→ PROBLEM 1: According to the text on the March 9, 1997 solar eclipse, on what date did continuous measurements with the GPSINT interferometer begin?

→ TEXT PROVIDED:
++++

The merits of using GPS receivers, combined with a high level of technology and computerization of the system, awakened ever increasing researchers' interest when studying ionospheric effects of disturbances of a natural or artificial origin, such as earthquakes [Calais and Minster, 1995]; spacecraft launches [Calais and Minster, 1996]; and industrial explosions [Fitzgerald, 1997].

This paper presents preliminary results derived by investigating ionospheric effects of the March 9, 1997 solar eclipse using data from the “GPSINT” interferometer that was constructed in Irkutsk. Continuous measurements with this new instrument got underway on March 5, 1997.

A solar eclipse was observable on March 9, 1997 in the northern part of the eastern hemisphere [Espenak and Anderson, 1995]. The band of totality on the terrestrial surface started at the location 49° N, 87° E, on the Russia's China frontier and continued on the territories of Mongolia and Russia. The largest width of the path of totality was about 370 km. At ionospheric heights the path of totality was much farther to the south.

Figure1 shows a schematic map of the southern part of East Siberia where our observations were made. Dashed lines represent the equal maximum phase of eclipse P_max at the height H=300 km corresponding to the phases: 0.14, 0.10, and 0.06; P_max is equal to the ratio of the visible area of the solar disk to its total area. The height of 300 km was taken with some degree of convention in order for it to be tentatively referenced to the ionospheric F2-region electron density maximum.

The phase of eclipse at the ionospheric height can differ by more than an order of magnitude compared with the value of P_max on the terrestrial surface. The time T_max for H=300 km over Irkutsk is 1.3 min ahead of that on the ground. The difference in the values of T_max and their onset times is due to the relatively low altitude of the Sun. At the time of the largest phase in Irkutsk (00:54 UT) it was as low as 11.5° .

Following are results derived by processing the data of transionospheric sounding by signals from four satellites (PRN01, PRN14, PRN25, and PRN29) observed simultaneously at the three sites of the GPS-interferometer without technical failures from 00.00 and 02.00 UT and visible at zenith angles q less than 60° . Our choice of zenith angle values not exceeding 60° was dictated by difficulties of interpreting the data with very low line-of-sight (LOS) angles of elevation at satellites because, unfortunately, the time of passage of the Moon's shadow coincided with the most clearly defined morning transient process (for example shock wave as a result of pass of terminator) and general change of TEC due to dawn in the ionosphere. Even for 60° , the distance between subionospheric points at 300 km altitude for the widest spaced PRN01 and PRN14 was about 800 km or one time zone. Under such conditions, the ionosphere for PRN01 was an “almost dayside” ionosphere, and for PRN14 it was an “almost nightside” ionosphere. For the lowest angles of elevation, this difference would be still more pronounced.

++++

→ RECORDS SHOWN:
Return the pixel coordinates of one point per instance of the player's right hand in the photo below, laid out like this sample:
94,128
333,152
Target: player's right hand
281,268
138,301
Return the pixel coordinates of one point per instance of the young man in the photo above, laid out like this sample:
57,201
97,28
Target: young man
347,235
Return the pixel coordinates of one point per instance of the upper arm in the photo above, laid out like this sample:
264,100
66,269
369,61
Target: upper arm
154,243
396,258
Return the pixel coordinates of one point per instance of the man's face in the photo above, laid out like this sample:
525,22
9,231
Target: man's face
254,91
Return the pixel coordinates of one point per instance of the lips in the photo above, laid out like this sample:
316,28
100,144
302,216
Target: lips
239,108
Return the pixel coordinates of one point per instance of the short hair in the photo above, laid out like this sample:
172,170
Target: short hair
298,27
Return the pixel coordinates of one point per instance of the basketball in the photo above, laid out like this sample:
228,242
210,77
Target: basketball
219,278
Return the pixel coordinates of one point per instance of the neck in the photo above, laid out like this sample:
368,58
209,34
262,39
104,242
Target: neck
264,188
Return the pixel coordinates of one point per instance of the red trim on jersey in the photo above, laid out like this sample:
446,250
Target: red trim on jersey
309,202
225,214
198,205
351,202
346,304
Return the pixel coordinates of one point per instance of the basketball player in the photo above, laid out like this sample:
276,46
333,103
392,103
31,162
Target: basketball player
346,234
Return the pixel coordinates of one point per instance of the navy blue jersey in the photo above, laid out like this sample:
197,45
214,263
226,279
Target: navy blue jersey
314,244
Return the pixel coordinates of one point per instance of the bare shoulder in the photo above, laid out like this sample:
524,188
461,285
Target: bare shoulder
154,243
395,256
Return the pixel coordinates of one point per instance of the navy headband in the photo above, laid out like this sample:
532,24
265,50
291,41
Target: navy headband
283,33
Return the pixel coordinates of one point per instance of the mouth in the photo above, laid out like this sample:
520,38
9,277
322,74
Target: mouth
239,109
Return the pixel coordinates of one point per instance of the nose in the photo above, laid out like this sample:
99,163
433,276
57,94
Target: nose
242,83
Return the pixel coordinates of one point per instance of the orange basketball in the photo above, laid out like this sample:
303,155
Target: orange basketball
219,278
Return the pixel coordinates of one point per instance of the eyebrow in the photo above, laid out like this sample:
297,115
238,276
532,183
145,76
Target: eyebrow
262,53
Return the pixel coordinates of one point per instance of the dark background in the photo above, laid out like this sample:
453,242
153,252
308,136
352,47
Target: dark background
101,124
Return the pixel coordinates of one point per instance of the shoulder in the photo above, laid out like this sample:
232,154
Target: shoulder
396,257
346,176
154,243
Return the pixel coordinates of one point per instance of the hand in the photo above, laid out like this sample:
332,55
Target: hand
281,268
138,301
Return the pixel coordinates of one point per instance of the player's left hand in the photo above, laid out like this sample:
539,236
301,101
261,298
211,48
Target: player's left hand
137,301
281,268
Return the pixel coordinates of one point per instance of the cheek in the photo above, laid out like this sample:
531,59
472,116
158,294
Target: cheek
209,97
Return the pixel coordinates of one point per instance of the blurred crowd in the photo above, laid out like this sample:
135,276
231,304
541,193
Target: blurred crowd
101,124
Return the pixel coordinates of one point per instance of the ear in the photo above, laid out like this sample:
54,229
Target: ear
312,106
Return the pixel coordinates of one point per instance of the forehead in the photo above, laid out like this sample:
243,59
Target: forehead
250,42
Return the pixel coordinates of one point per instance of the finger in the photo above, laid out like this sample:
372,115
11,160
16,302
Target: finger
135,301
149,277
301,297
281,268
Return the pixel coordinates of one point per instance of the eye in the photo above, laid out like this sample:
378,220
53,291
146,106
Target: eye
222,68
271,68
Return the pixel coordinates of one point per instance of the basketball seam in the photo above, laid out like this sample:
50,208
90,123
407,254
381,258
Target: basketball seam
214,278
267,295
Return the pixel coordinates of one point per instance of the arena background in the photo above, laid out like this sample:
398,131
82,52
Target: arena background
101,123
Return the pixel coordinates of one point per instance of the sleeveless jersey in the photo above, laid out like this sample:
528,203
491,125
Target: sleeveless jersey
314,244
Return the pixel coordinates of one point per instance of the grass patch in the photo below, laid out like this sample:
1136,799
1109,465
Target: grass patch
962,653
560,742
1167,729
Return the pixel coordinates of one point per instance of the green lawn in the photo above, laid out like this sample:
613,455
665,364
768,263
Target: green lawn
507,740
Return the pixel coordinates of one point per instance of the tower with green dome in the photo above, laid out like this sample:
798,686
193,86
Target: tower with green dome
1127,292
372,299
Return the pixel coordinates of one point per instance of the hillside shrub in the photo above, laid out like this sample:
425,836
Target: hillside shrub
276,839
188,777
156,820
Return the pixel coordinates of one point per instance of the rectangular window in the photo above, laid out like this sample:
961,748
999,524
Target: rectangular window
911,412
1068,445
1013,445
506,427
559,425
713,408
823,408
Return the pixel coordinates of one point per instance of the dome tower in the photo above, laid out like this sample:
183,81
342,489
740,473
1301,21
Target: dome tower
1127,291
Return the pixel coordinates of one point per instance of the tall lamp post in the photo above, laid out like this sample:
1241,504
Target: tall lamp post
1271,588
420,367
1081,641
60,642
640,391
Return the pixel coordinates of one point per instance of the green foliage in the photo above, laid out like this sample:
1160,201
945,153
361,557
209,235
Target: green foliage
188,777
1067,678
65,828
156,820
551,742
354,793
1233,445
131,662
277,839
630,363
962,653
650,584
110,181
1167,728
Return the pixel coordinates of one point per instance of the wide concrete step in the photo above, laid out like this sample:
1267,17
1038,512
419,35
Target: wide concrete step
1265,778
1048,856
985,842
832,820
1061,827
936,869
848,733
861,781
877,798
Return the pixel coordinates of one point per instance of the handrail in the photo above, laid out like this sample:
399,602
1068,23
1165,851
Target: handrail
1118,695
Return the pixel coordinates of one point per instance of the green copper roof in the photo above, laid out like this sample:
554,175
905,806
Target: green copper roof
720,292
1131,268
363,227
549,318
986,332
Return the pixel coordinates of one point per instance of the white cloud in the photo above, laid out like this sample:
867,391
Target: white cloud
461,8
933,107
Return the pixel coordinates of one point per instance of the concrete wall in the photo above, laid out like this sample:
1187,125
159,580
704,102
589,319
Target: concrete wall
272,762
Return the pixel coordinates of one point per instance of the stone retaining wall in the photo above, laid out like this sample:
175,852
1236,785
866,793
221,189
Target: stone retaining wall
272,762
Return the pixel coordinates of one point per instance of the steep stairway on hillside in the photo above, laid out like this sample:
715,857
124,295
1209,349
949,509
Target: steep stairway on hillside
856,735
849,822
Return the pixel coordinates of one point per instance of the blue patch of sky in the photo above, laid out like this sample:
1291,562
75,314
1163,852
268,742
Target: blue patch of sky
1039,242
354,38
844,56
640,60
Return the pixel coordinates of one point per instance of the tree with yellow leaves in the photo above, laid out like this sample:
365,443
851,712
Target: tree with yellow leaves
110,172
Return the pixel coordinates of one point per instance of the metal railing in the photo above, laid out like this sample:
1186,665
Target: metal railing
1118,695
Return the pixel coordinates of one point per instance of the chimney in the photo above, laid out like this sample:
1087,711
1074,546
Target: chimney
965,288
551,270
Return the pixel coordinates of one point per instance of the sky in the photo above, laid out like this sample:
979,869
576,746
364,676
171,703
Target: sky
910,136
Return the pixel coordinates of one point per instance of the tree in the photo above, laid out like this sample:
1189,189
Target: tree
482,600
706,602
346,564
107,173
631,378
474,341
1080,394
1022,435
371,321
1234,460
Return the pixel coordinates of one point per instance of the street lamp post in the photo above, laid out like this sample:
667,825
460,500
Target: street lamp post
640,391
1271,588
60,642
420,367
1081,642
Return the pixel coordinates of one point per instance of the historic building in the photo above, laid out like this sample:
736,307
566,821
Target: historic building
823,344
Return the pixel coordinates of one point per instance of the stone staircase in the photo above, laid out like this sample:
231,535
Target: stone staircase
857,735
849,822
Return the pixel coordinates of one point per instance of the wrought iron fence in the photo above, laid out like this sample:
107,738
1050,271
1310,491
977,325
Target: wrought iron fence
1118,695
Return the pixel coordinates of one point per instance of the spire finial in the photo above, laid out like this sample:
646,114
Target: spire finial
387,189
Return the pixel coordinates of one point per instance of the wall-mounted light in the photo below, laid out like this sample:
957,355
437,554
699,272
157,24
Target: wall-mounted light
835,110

++++

→ PROBLEM 2: Please report how many lines of the records contain the string "concrete". Case counts, and the answer should be the number alone.

→ TASK SOLUTION 1: March 5, 1997.

→ TASK SOLUTION 2: 4